Report each line of the records below that contains the word "black".

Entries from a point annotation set
"""
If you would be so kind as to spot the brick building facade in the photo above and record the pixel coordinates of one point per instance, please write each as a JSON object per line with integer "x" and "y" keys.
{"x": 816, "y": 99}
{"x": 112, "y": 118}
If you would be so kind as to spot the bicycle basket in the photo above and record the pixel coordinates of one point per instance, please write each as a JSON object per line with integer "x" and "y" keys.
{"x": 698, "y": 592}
"""
"""
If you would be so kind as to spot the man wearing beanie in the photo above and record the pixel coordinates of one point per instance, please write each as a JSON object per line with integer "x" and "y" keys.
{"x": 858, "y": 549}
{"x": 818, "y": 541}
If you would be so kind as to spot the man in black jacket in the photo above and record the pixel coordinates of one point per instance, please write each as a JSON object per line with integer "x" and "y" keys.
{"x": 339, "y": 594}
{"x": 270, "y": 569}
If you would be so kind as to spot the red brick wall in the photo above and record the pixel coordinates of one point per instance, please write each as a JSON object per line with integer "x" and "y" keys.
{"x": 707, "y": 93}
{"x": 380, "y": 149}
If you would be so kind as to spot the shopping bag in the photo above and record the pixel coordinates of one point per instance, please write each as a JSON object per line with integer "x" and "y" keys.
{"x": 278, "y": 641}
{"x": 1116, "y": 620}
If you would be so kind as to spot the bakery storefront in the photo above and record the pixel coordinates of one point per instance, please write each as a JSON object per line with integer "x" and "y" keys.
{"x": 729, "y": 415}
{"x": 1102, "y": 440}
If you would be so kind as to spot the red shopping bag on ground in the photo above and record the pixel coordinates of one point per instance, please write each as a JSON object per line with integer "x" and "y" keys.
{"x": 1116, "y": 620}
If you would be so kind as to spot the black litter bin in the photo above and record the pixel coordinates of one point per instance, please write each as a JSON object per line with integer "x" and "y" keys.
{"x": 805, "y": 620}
"""
Task response:
If you would be so kind as to spot the man in black jacket in the photo above and record the pixel coordinates of one point per instance, please write each as a JSON object per line with integer "x" and "y" keys.
If you would be so kind as to spot the black litter bin in the photo above and record the pixel coordinates of one point per instance, please write each as a JSON object per line with integer "x" and "y" keys.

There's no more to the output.